**Exercise passage:**
###

Embracing AI
Starting my AI journey and embracing it.
AI is everywhere, and, like most developers, there was an initial fear and scepticism. AI came quickly after the crypto bubble, so naturally, I thought it was a similar fad. However, it looks like AI is here to stay, and it is where the industry is heading.
I have started to fully embrace AI in my daily workflows and have started to use it to improve them. I started using chats as a better Google when I ran into coding issues or knowledge gaps, still writing 90% of the code myself. I then found myself relying on it for writing test cases and doing tedious tasks like reformating csv or research tasks or light web scraping. These all proved useful but were very manual: copy from 1 tool to another and back again, tell it it’s wrong, try again, etc.
Claude Code has completely changed how I work, and I am now fully locked into an AI workflow. I find myself wanting to change the fundamentals now. I use VSCode as my primary code editor, and I am now in the terminal more than ever. I am experimenting with many different approaches, tmux for example, and I have been getting Claude to write small CLIs that work the way I do, things like managing Jira sprints, checking out git worktrees based on GitLab MRs. I am still finding my feet with all this, and perhaps I am a little late to the game. But there is so much rich content out there, and I am finding it really fun learning a new skill. I was finding that I had started to plateau, my knowledge of the front-end had hit a limit, and I was doing more and more back-end. But now I have a new angle to approach front-end work, and there is lots to discover.
My current research is looking into custom Skills. I have built an /atlassian skill for interfacing with the acli for reading and writing Jira tickets and a /refine skill that builds on top of that and asks me a bunch of questions about a given ticket, producing a high-level technical architecture and questions to ask with the team. Yes, skills like this exist in the wild, but I like to understand how things work, so building some simple skills like this from the ground up is deepening my knowledge. I don’t like black boxes, and AI is definitely prone to lots of them.
Next on the agenda is building a custom DESIGN.md file and looking at how that interacts with Claude and how I can leverage Figma, perhaps working with MCPs.

###

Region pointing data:
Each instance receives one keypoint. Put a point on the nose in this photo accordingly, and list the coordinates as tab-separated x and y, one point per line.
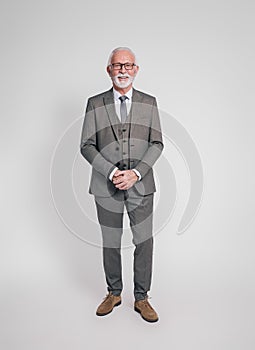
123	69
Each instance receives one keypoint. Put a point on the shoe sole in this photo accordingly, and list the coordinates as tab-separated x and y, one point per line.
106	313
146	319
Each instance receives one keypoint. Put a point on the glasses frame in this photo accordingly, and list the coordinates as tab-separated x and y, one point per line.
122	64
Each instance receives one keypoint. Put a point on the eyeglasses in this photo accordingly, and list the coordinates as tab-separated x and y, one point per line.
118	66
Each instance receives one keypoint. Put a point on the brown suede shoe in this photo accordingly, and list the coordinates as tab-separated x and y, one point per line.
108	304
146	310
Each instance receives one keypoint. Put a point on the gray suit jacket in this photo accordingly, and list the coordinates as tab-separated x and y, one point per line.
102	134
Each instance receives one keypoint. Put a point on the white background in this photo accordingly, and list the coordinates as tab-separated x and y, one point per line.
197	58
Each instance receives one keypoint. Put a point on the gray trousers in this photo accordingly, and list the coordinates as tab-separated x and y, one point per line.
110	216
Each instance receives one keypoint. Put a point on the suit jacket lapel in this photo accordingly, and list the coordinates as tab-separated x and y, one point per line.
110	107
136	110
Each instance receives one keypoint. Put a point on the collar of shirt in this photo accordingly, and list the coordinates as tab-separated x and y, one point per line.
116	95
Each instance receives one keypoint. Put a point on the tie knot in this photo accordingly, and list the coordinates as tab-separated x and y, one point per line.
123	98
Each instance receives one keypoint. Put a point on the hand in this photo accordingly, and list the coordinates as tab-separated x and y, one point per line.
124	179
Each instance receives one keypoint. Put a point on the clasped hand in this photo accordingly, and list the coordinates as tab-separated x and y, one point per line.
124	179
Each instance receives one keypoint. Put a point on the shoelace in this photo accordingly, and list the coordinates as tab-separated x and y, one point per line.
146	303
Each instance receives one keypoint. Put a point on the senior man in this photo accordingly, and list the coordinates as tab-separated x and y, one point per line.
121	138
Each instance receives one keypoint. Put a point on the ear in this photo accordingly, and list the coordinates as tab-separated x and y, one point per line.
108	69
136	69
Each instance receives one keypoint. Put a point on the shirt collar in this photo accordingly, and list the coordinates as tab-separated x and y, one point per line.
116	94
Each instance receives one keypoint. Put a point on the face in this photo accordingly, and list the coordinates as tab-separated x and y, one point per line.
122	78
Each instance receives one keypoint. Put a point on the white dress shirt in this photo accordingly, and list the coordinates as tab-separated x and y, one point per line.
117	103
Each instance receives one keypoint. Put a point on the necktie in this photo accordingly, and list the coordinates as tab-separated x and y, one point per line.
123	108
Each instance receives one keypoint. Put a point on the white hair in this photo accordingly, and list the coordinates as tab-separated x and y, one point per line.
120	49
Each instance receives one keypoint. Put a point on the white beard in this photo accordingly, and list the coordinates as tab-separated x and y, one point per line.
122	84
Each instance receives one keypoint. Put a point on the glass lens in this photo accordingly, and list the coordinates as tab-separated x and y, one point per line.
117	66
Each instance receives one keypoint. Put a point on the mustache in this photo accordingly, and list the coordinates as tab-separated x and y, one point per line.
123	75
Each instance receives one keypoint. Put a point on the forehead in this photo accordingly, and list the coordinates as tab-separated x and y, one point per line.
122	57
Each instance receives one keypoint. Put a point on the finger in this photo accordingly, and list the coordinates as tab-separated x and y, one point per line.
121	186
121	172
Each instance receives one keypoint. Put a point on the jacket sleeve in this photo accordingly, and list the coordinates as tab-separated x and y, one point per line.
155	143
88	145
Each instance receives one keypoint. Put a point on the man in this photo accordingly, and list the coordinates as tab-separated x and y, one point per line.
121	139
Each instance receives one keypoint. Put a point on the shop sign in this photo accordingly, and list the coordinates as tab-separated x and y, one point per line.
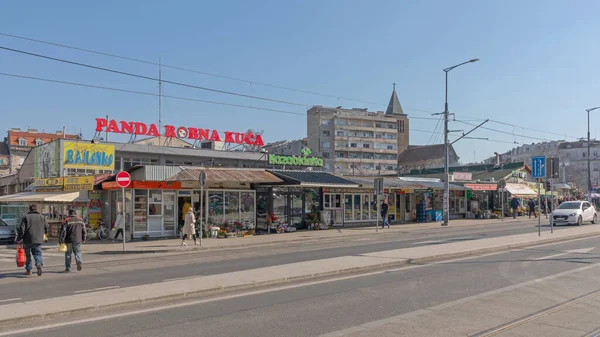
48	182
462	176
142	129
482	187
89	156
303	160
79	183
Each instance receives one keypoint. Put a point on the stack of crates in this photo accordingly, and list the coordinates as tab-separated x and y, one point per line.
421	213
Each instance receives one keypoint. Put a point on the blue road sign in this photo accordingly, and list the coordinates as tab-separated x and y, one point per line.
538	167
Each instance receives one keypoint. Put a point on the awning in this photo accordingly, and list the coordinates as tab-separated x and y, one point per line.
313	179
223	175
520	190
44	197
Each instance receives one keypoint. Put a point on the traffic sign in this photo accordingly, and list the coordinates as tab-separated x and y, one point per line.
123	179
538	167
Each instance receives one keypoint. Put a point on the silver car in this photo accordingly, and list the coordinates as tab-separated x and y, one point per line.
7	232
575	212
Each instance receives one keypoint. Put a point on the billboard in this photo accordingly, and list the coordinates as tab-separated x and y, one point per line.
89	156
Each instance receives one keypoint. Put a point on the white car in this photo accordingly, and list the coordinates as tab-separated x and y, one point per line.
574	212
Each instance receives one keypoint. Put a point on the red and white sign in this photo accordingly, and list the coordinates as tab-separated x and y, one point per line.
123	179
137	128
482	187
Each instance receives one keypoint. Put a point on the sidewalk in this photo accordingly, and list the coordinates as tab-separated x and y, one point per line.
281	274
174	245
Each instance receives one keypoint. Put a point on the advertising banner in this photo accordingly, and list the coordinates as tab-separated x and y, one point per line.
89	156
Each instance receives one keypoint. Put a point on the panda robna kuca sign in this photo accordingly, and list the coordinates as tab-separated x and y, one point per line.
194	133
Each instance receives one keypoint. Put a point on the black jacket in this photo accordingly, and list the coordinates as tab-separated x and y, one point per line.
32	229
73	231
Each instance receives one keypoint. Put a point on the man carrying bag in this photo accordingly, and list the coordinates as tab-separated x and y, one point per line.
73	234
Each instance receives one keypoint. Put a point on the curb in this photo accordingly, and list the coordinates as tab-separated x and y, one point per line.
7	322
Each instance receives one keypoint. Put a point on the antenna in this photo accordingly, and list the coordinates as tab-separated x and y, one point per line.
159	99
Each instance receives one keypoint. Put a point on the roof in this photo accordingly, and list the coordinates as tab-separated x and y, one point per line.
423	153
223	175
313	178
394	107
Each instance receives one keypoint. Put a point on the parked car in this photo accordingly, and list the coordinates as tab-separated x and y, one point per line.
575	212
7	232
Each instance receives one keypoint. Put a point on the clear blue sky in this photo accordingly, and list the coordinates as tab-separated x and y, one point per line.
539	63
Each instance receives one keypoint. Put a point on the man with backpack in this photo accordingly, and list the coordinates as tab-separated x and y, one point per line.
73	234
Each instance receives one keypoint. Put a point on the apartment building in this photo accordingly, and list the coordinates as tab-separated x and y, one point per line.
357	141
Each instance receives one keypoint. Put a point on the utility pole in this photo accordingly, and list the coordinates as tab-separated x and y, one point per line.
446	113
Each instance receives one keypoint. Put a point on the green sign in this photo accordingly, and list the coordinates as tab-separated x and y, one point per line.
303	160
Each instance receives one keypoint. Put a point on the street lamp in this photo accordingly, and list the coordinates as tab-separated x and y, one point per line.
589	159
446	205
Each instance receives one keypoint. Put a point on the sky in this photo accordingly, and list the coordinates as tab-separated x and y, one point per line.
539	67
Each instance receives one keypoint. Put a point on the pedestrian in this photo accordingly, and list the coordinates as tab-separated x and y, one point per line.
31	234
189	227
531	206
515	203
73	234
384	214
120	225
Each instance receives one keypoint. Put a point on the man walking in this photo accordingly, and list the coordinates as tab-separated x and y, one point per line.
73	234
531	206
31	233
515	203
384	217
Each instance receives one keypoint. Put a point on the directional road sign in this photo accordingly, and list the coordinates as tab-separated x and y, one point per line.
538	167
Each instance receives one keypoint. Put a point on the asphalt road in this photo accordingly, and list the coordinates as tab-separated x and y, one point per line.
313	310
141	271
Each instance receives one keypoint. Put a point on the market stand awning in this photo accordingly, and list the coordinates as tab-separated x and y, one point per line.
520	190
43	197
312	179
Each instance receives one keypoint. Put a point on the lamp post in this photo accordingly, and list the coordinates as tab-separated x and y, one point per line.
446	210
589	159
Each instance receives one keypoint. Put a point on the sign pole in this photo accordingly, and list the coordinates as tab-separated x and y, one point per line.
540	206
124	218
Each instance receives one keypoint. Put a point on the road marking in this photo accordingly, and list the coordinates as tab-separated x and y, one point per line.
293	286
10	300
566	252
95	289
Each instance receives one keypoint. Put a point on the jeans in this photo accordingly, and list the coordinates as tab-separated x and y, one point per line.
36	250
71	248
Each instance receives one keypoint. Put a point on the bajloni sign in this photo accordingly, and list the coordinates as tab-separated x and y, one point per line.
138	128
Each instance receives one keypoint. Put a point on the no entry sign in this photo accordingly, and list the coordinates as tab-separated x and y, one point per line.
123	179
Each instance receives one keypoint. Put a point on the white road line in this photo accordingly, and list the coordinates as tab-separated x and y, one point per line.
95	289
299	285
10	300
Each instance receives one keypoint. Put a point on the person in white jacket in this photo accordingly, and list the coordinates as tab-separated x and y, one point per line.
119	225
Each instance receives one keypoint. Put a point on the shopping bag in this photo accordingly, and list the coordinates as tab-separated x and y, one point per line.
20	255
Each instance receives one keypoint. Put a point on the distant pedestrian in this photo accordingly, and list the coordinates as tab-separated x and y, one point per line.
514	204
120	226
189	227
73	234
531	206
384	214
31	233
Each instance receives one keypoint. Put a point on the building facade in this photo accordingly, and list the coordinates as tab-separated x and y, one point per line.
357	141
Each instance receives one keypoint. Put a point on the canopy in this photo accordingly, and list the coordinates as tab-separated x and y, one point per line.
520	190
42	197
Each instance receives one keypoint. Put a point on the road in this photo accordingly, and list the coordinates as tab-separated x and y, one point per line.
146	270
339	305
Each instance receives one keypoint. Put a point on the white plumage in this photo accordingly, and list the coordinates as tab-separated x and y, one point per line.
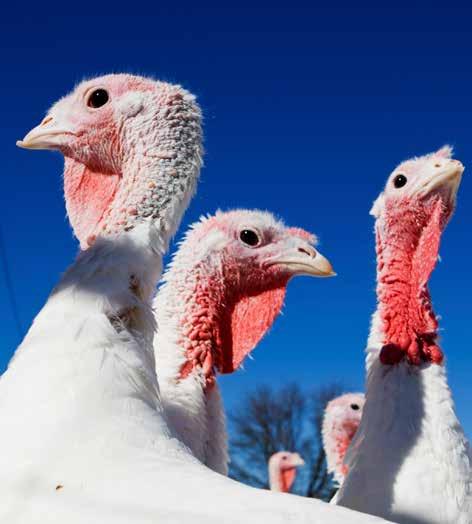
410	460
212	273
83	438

###

**Directions:**
A – Answer these questions from the post on embracing AI:
(i) What share of the code did the writer still write when first using chats as a better Google?
(ii) Which code editor does the writer use as the primary one?
(iii) What does the /refine skill produce for a given ticket?
B – Duplicate the passage of the post on embracing AI from "Embracing AI" to "try again, etc.".

**Per-task outputs:**
A –
(i) 90%
(ii) VSCode
(iii) A high-level technical architecture and questions to ask with the team

B –
Embracing AI
Starting my AI journey and embracing it.
AI is everywhere, and, like most developers, there was an initial fear and scepticism. AI came quickly after the crypto bubble, so naturally, I thought it was a similar fad. However, it looks like AI is here to stay, and it is where the industry is heading.
I have started to fully embrace AI in my daily workflows and have started to use it to improve them. I started using chats as a better Google when I ran into coding issues or knowledge gaps, still writing 90% of the code myself. I then found myself relying on it for writing test cases and doing tedious tasks like reformating csv or research tasks or light web scraping. These all proved useful but were very manual: copy from 1 tool to another and back again, tell it it’s wrong, try again, etc.